▸ Task objective
Please quote, word for word, the stretch of lines below from the one containing "Where can the pig's snout" through the one containing "Target: falling leaf", both included.
##########
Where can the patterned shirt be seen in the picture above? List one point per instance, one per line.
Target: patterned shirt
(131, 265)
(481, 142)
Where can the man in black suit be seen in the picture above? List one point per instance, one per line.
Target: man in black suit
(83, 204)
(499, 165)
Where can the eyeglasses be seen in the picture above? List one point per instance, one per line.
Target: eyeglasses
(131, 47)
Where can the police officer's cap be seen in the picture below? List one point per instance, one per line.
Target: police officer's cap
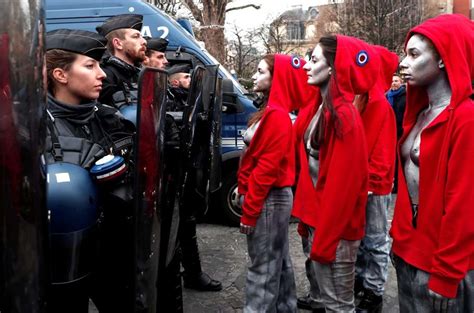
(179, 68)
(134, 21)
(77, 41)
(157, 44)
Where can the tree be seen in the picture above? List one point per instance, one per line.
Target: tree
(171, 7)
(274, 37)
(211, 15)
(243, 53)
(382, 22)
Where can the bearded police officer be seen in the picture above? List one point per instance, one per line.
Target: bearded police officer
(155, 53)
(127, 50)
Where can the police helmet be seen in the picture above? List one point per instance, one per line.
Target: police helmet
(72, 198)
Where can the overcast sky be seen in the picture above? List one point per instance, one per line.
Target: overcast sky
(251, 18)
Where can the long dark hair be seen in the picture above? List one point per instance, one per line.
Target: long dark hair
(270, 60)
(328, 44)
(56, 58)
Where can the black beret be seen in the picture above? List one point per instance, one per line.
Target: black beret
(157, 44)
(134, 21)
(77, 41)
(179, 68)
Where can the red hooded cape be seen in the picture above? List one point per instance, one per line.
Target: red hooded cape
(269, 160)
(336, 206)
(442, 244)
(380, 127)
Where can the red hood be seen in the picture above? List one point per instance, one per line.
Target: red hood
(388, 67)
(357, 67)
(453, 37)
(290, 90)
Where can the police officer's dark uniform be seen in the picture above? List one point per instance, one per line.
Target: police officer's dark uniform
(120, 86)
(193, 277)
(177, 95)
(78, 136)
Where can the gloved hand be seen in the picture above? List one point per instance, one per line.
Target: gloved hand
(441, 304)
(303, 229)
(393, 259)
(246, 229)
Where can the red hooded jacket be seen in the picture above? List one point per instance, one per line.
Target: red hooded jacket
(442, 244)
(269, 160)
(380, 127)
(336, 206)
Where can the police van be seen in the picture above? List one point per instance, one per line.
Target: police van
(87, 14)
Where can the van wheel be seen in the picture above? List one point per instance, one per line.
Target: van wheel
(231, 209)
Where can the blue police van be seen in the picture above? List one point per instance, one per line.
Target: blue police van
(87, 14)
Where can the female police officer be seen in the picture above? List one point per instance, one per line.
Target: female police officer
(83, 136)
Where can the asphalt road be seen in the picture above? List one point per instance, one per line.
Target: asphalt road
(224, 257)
##########
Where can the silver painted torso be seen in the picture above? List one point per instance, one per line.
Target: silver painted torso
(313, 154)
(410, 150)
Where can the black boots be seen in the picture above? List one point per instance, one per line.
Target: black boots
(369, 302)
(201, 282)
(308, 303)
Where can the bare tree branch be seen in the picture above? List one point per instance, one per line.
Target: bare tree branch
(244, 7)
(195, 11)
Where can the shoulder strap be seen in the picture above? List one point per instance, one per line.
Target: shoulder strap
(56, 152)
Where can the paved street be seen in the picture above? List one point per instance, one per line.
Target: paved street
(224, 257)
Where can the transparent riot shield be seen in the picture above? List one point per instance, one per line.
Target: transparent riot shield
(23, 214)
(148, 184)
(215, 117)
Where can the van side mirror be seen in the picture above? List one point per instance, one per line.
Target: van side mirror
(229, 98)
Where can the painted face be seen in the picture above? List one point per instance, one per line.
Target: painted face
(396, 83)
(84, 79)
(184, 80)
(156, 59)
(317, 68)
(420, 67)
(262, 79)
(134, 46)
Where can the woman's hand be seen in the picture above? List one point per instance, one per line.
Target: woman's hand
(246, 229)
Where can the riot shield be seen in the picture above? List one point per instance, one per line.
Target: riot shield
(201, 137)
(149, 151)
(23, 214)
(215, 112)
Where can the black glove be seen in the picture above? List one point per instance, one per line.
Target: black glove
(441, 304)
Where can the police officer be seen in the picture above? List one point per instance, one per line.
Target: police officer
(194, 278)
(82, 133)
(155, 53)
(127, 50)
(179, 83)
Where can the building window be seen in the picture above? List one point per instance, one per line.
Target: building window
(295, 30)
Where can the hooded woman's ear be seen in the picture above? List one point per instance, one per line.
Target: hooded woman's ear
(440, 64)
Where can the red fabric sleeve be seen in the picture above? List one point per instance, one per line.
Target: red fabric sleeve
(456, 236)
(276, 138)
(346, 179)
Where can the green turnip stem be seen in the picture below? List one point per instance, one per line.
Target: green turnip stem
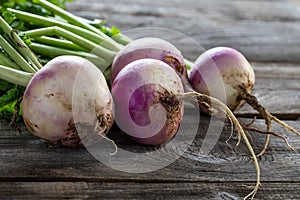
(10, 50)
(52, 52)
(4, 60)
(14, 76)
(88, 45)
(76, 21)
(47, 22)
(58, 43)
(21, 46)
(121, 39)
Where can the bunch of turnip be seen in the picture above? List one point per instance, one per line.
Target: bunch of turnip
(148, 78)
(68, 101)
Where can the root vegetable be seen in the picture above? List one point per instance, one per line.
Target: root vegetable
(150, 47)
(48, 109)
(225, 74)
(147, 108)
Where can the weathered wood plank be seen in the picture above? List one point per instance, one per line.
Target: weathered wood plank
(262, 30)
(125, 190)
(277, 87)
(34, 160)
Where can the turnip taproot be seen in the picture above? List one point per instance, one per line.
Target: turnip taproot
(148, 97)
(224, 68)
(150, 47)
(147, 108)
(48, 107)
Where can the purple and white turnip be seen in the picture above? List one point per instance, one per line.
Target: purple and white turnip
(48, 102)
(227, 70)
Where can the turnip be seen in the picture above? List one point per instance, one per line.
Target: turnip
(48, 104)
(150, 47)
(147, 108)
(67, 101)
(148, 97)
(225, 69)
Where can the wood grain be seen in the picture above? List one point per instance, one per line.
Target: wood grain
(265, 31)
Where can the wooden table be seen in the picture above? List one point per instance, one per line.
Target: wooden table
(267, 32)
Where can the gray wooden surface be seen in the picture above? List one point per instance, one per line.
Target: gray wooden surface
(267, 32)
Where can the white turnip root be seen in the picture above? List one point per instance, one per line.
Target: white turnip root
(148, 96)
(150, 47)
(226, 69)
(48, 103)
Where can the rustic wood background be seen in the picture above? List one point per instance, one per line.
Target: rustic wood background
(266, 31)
##########
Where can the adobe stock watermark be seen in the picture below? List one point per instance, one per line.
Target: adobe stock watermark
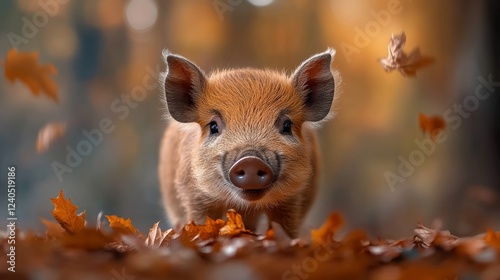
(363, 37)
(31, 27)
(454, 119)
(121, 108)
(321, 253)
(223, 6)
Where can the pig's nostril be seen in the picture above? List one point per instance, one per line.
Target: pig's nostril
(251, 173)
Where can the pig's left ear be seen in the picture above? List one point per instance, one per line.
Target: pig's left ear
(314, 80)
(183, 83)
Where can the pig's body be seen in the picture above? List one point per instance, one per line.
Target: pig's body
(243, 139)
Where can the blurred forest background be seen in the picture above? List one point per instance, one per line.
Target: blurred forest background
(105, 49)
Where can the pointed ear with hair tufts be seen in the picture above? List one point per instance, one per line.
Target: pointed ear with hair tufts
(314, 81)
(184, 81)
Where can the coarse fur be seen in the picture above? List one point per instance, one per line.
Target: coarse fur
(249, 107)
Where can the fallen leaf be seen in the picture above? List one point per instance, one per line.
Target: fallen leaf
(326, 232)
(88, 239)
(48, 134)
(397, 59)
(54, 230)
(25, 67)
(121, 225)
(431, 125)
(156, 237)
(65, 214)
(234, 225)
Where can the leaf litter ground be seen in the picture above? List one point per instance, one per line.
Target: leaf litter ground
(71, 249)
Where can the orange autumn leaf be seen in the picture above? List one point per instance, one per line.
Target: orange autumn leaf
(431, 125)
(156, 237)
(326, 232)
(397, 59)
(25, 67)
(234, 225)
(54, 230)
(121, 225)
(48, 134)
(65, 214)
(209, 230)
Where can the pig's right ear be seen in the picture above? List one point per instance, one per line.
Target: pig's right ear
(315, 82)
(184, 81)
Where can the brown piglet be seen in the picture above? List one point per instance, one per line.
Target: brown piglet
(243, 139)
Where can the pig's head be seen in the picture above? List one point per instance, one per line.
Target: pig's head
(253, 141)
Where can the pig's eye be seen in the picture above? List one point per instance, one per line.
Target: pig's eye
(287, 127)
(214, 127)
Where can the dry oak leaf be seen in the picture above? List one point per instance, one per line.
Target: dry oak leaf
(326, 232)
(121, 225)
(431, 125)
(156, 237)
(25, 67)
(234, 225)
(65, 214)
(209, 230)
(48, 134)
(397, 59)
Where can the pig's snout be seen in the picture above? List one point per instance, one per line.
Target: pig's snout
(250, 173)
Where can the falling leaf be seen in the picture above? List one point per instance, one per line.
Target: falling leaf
##########
▸ Full solution
Where can the pig's snout be seen in the picture above? List one point per instance, one per line.
Target: pig's snout
(250, 173)
Where can the falling leaf be seen in the picture above? List one point per instance, one per line.
Target: falling leaf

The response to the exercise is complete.